### Goal
Swap "performer in black outfit" for "performer in dark clothing" in the part of the records that opens with the line containing "[locate] lighting truss" and runs through the end of the records. Give only that part again, with everything else unchanged.

### Excerpted data
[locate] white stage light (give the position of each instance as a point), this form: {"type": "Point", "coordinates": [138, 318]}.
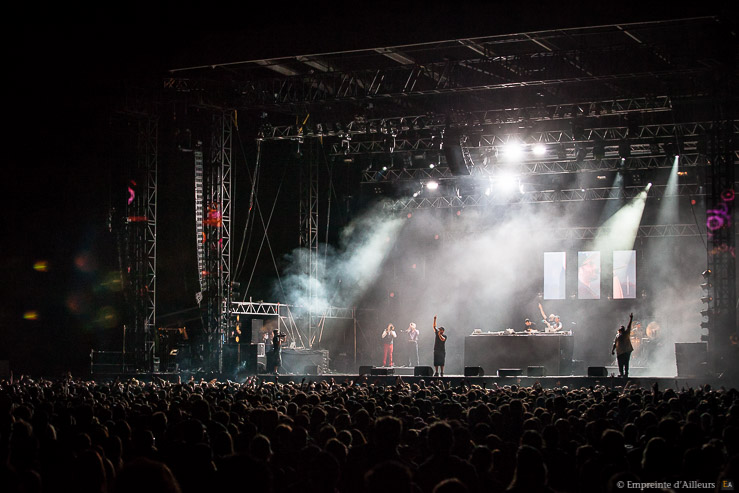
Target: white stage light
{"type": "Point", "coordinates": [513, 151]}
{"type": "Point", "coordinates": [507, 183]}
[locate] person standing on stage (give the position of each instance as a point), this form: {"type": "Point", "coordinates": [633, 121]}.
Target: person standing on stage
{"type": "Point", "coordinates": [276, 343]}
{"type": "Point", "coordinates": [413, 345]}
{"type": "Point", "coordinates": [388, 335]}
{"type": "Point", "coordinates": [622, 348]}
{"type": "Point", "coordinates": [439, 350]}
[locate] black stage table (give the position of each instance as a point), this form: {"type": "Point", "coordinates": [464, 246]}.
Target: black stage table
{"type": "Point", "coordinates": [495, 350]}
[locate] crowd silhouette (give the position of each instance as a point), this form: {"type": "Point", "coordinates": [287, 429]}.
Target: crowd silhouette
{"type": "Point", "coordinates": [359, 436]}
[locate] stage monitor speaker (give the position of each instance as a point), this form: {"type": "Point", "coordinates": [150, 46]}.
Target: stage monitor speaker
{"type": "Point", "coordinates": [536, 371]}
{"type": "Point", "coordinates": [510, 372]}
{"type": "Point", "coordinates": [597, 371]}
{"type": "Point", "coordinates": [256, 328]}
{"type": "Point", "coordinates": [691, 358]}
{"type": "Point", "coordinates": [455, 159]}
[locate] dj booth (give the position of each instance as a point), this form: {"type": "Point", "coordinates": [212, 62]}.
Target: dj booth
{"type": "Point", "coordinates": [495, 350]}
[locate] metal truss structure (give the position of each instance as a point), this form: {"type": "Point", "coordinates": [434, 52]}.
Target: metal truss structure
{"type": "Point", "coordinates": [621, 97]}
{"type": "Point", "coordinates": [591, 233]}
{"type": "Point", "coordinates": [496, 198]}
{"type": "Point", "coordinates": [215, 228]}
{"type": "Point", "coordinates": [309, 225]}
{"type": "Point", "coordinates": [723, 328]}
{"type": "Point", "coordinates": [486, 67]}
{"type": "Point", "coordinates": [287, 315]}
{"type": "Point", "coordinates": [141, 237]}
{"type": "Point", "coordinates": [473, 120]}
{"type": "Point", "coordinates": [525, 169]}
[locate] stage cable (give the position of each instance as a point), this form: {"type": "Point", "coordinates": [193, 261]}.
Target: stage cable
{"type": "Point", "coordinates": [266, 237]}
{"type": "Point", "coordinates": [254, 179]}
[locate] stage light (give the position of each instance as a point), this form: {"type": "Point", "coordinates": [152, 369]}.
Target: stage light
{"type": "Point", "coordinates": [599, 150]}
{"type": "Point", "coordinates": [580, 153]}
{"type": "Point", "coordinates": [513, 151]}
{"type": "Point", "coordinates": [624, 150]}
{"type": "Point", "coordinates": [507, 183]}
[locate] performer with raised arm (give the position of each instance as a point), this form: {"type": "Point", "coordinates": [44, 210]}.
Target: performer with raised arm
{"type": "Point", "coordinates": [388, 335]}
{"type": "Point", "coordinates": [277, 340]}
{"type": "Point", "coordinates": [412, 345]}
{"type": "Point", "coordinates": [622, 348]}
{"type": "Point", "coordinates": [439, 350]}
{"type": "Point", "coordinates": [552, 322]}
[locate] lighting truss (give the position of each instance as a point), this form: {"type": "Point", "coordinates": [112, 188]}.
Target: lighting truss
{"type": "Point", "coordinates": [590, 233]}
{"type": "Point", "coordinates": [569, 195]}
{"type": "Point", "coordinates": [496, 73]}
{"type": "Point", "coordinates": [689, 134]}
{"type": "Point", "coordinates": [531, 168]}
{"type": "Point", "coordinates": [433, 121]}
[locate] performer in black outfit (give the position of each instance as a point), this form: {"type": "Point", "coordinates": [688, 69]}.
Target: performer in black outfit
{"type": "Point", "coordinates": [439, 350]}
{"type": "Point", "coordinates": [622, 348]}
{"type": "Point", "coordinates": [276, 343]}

### Worked solution
[locate] lighting truss (give the position of each instance as a point), this form: {"type": "Point", "coordinates": [112, 188]}.
Target: lighting truss
{"type": "Point", "coordinates": [590, 233]}
{"type": "Point", "coordinates": [569, 195]}
{"type": "Point", "coordinates": [496, 73]}
{"type": "Point", "coordinates": [689, 134]}
{"type": "Point", "coordinates": [531, 168]}
{"type": "Point", "coordinates": [433, 121]}
[locate] performer in dark clothing (give the position of each instance as a point), this form: {"type": "Point", "coordinates": [688, 69]}.
Target: performer in dark clothing
{"type": "Point", "coordinates": [439, 350]}
{"type": "Point", "coordinates": [622, 348]}
{"type": "Point", "coordinates": [276, 343]}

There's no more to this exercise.